__PROBLEM TO SOLVE__:
Leaving out the pictures, write the following records exactly as they read.

[Entries taken from a collection]
....
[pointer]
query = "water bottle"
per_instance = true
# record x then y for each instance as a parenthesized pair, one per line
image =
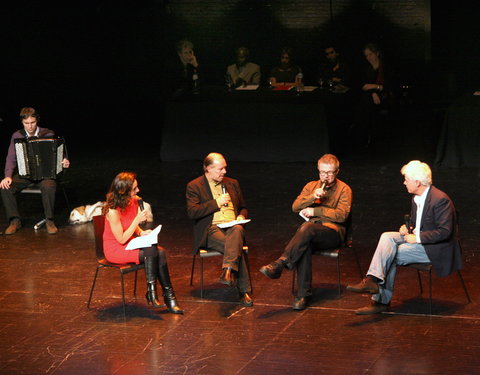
(195, 82)
(299, 83)
(229, 82)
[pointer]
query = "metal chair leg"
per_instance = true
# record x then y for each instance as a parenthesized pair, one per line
(420, 281)
(123, 294)
(338, 276)
(430, 291)
(464, 286)
(135, 285)
(201, 277)
(93, 286)
(193, 269)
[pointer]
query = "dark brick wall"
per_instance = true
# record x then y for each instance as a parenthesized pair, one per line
(400, 27)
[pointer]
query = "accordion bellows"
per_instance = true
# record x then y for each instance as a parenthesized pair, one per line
(39, 158)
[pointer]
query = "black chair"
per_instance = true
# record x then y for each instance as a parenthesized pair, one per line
(99, 224)
(208, 253)
(335, 253)
(427, 267)
(33, 188)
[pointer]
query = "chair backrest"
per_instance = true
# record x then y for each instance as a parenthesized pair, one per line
(99, 226)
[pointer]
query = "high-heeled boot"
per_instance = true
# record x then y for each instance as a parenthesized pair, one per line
(151, 266)
(168, 293)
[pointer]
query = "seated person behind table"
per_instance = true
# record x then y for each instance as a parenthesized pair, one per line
(334, 72)
(123, 214)
(13, 183)
(181, 74)
(286, 73)
(243, 72)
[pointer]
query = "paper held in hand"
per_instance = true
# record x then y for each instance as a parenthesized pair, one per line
(303, 216)
(144, 241)
(232, 223)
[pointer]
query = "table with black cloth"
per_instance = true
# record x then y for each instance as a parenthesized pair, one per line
(459, 141)
(255, 125)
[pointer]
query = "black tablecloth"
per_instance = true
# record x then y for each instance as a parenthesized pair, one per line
(260, 125)
(459, 140)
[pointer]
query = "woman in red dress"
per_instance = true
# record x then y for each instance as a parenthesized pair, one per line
(123, 217)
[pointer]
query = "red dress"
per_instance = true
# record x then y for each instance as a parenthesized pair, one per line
(114, 251)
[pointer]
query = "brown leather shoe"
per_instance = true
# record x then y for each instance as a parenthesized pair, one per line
(246, 300)
(228, 276)
(13, 227)
(367, 285)
(51, 228)
(373, 308)
(273, 270)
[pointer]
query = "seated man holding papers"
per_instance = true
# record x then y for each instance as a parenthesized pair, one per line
(214, 200)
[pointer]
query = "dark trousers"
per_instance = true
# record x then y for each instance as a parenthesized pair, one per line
(48, 188)
(298, 252)
(229, 242)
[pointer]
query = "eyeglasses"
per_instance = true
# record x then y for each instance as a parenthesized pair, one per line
(327, 173)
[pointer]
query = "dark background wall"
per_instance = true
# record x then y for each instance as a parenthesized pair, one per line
(95, 69)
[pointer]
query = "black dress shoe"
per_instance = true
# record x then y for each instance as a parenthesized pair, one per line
(273, 270)
(300, 303)
(227, 277)
(367, 285)
(246, 300)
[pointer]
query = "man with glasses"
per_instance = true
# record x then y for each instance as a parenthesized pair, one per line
(429, 236)
(325, 204)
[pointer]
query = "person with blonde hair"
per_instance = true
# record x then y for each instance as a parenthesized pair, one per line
(428, 236)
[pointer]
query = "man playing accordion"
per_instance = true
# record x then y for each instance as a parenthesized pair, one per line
(14, 183)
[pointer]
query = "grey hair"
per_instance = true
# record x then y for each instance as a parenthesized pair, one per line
(418, 171)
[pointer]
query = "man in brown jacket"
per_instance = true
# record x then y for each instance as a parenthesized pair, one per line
(325, 204)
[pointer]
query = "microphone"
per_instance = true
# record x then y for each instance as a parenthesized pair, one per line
(408, 223)
(140, 204)
(224, 191)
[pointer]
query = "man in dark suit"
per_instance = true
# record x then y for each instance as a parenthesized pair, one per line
(13, 183)
(431, 236)
(212, 200)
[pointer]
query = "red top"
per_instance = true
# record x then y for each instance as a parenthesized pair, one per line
(114, 251)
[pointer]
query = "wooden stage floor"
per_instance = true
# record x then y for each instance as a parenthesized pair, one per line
(46, 328)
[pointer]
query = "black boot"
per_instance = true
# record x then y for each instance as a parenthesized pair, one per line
(168, 293)
(151, 266)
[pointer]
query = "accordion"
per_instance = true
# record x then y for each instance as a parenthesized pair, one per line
(39, 158)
....
__EXERCISE RESULT__:
[pointer]
query = "water bottle"
per_instance = true
# record x then y for each instance as a parenthesized pair, one per line
image =
(195, 82)
(299, 83)
(229, 82)
[pointer]
query = "metal chair leg"
per_instance = true
# record x then y for each instance as a parenthesized pair, one per line
(420, 281)
(123, 294)
(338, 276)
(430, 291)
(464, 286)
(135, 285)
(201, 277)
(93, 286)
(193, 269)
[pointer]
query = "dark brick wall"
per_instance = true
# record x then y for each instance as a parenthesized pair, one per line
(400, 27)
[pointer]
query = "accordion bellows"
per_instance = true
# record x then y for each instance as a parenthesized pair, one per line
(39, 158)
[pointer]
query = "black chair"
per_instance = true
# record x then y for each instance as a parenthesized pair, one per line
(99, 224)
(208, 253)
(335, 253)
(427, 267)
(33, 188)
[pointer]
query = "chair backrest"
per_instance = true
# record x then y for each instance as a parenthesized pair, one per line
(99, 226)
[pointer]
query = "high-heeled boot"
per_instance = true
# record x then y for each instance as a parenthesized pair, one per line
(151, 266)
(168, 293)
[pointer]
query = "seated person behind table"
per_instance = true
# record x then y for each instance as a parenthesized pair, one per line
(334, 72)
(123, 214)
(13, 183)
(181, 74)
(286, 73)
(243, 72)
[pointer]
query = "paper held in hand"
per_instance = true
# record x then y for each instance as a parenthesized pair, one per line
(303, 216)
(144, 241)
(232, 223)
[pointer]
query = "table with black cloth"
per_instance = true
# record x then y for each instance as a parenthesized pair, one per line
(459, 141)
(255, 125)
[pointer]
query = "black tablecloth"
per_instance = true
# record x then y for each instance as a parenthesized pair, one per line
(260, 125)
(459, 140)
[pointer]
query = "woman in red dress"
per_instance = true
# record x then y for each instance as a parenthesized pair, one per line
(123, 217)
[pointer]
query = "red dress"
per_instance = true
# record x then y for each instance as a parenthesized pair, one per line
(114, 251)
[pointer]
query = "brown leather shoe"
per_instance = true
# record x then y for each instance as a parenthesized pair, one per line
(246, 300)
(228, 276)
(13, 227)
(367, 285)
(51, 228)
(373, 308)
(273, 270)
[pointer]
query = "seated man holding papers"
per_instance = true
# record x then y for each instance as a parenthesized pair, one per line
(214, 200)
[pointer]
query = "dark trousers"
per_instance = true
# record x then y for each instance as a parenthesized pair, one per line
(48, 188)
(298, 252)
(229, 242)
[pointer]
query = "eyeglasses"
per_instance = true
# record x then y for each instance as a parenthesized pair, one per line
(327, 173)
[pointer]
query = "dark background wall"
per_instance = true
# record x then y for each instance as a parenthesized pair, one per line
(95, 69)
[pointer]
query = "black dress shoe"
per_instance = true
# record x then y for each instance as a parenthesized pair, one per line
(273, 270)
(300, 303)
(227, 277)
(367, 285)
(246, 300)
[pointer]
query = "man with glasses"
per_instance = true
# record x then y for each instance as a parenthesized pair, one per line
(429, 236)
(325, 204)
[pointer]
query = "person with blonde hair"
per_instance = true
# record x then y for each instance as a parenthesized pair, one per line
(428, 236)
[pointer]
query = "man playing accordion"
per_instance = true
# record x then y for each instance as a parenthesized pair, one per line
(14, 183)
[pointer]
query = "grey hair"
per_instance = true
# record x then y for each instance as a parenthesized pair, one per line
(418, 171)
[pointer]
query = "man in brown jacket"
per_instance = true
# record x then y for each instance as a parenthesized pair, one per line
(325, 204)
[pointer]
query = "microphone"
per_instance = true
# record x then y for each instance as a parenthesized pair, one per line
(408, 223)
(140, 204)
(224, 191)
[pointer]
query = "man in dark suit"
per_instance = true
# record x then y for each instance as a parenthesized pair, one per line
(13, 183)
(431, 236)
(212, 200)
[pointer]
query = "red top"
per_instance = true
# record x then y for each instance as a parenthesized pair, one per line
(114, 251)
[pointer]
query = "wooden stage floor"
per_instance = true
# record x then y for each instance as a parenthesized pair, one per line
(46, 328)
[pointer]
query = "black boot"
per_instance = true
# record x then y for each instance as a parenthesized pair, one per line
(168, 293)
(151, 266)
[pointer]
query = "accordion"
per_instance = true
# record x then y for each instance as a parenthesized pair, one per line
(39, 158)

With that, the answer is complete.